● REQUIREMENT
Would you please return the lines of the material that contain the word "hill"?

━━ EXERCISE MATERIALS ━━

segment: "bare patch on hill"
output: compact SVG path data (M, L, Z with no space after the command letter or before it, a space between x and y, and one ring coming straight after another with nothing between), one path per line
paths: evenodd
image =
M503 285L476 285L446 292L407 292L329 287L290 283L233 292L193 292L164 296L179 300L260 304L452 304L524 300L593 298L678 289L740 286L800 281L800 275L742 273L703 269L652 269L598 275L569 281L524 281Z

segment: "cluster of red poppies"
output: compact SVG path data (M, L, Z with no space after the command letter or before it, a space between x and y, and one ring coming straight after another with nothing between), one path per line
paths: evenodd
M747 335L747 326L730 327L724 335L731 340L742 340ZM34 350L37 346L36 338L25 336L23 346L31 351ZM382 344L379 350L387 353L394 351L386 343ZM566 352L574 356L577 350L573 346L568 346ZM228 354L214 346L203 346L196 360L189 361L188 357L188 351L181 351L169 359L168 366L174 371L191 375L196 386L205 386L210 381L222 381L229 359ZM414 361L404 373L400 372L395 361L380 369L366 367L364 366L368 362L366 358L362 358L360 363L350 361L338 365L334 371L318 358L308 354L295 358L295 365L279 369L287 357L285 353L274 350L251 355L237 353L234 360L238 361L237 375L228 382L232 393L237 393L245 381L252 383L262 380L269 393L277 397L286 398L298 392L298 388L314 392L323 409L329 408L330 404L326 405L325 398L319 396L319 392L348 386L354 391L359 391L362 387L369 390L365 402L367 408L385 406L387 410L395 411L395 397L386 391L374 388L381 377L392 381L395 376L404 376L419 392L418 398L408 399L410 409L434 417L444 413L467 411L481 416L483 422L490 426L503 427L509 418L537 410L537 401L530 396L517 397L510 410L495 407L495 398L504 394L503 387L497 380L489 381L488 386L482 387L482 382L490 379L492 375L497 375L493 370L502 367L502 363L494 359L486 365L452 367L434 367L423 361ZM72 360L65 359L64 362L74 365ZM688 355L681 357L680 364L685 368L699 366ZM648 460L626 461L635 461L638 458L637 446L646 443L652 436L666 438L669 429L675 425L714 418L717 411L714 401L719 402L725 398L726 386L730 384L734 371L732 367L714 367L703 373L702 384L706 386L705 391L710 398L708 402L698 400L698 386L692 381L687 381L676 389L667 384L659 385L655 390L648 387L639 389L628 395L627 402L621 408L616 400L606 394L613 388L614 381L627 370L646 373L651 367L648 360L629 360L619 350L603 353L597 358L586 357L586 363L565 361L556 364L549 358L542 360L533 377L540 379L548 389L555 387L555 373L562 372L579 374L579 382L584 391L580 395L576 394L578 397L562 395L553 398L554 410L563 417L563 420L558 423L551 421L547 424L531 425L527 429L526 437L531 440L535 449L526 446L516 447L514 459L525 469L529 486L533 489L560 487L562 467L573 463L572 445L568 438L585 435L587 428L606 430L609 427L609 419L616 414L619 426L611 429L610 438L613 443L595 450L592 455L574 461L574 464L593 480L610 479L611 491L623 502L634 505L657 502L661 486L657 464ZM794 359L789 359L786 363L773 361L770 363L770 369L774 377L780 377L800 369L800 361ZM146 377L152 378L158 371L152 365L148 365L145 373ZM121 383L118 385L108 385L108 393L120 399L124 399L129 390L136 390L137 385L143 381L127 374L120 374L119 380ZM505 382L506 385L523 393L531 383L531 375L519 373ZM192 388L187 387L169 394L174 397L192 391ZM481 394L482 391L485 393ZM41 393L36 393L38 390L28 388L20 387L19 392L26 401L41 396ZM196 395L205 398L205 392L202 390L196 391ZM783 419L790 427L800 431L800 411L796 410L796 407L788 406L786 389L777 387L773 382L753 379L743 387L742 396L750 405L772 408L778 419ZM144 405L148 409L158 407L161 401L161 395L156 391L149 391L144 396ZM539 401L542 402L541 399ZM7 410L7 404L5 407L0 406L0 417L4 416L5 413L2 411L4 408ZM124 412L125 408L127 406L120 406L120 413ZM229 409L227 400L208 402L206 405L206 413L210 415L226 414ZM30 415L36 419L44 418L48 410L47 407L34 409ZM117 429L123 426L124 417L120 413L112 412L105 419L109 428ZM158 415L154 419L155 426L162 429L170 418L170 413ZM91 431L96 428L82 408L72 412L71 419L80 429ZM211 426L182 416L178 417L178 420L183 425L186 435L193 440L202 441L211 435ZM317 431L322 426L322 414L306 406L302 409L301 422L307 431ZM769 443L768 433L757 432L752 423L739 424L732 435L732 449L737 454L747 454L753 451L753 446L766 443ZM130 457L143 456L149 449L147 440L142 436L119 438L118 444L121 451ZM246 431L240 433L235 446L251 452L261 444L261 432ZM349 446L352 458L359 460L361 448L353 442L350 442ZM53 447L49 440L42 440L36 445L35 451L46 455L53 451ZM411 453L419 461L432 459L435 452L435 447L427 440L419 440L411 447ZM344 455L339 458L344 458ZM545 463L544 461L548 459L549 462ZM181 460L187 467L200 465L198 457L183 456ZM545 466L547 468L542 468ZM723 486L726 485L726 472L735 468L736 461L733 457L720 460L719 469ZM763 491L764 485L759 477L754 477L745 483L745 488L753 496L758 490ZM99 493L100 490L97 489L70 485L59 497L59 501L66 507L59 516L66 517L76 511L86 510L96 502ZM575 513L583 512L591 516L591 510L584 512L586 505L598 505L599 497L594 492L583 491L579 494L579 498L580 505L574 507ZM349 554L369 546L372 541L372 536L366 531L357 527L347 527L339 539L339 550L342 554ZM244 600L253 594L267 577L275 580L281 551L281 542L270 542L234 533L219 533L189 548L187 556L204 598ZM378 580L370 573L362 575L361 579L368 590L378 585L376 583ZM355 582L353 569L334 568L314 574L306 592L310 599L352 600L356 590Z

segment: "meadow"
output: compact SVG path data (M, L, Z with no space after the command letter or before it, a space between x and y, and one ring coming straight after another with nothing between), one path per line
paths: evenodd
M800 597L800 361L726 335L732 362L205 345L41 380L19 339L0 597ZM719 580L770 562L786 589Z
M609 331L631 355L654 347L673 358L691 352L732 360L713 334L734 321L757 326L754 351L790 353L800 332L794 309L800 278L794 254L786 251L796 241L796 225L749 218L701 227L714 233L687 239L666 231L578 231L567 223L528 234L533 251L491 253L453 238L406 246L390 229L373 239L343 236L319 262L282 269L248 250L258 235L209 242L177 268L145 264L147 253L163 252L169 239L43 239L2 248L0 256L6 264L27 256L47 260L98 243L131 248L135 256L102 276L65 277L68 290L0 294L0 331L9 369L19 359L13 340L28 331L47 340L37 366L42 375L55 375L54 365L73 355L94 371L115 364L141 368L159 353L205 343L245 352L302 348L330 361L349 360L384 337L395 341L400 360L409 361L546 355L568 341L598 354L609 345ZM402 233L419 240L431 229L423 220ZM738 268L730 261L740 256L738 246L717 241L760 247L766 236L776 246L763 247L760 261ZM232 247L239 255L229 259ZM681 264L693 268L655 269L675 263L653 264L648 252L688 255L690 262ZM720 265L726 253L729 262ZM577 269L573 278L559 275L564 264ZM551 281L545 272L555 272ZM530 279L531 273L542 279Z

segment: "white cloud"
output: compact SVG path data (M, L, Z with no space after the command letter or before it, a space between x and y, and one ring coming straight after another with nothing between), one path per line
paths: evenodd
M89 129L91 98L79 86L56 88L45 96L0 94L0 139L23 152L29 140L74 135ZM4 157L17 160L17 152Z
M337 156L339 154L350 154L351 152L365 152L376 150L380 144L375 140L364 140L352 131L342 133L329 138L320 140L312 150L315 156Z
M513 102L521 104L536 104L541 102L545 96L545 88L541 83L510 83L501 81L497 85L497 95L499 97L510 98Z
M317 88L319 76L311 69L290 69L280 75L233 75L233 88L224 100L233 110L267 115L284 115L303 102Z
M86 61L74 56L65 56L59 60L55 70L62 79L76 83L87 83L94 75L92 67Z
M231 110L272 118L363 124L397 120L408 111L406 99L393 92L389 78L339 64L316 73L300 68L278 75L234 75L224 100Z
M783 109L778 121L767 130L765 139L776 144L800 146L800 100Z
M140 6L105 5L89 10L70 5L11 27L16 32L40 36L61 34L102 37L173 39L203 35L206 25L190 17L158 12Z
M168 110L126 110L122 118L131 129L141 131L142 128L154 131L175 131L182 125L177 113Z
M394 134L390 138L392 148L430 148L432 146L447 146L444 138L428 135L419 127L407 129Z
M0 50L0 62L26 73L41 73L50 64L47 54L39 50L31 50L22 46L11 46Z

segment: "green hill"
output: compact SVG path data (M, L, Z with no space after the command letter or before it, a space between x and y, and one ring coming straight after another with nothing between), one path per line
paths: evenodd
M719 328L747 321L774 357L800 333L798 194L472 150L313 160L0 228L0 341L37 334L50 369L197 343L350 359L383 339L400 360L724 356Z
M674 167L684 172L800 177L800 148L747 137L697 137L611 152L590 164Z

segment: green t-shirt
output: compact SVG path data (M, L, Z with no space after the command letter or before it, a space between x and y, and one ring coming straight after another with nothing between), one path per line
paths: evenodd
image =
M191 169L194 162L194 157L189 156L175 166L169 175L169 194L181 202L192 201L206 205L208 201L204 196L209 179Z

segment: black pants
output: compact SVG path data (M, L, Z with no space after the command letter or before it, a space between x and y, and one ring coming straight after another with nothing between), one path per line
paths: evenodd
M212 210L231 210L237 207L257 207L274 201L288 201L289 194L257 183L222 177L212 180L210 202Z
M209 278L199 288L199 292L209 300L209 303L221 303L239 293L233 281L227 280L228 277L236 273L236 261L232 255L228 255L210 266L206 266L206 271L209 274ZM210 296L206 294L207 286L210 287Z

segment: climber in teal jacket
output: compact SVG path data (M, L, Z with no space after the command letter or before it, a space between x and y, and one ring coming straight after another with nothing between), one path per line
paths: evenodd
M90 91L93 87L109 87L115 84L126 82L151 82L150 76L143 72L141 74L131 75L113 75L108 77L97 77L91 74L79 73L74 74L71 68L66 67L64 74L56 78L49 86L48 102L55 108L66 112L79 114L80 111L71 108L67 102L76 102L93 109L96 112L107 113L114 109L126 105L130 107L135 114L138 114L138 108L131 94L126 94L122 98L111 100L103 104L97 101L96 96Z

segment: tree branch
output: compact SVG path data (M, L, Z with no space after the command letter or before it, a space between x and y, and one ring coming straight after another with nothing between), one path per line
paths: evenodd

━━━

● WRITTEN SOLUTION
segment: "bare patch on hill"
segment: "green hill"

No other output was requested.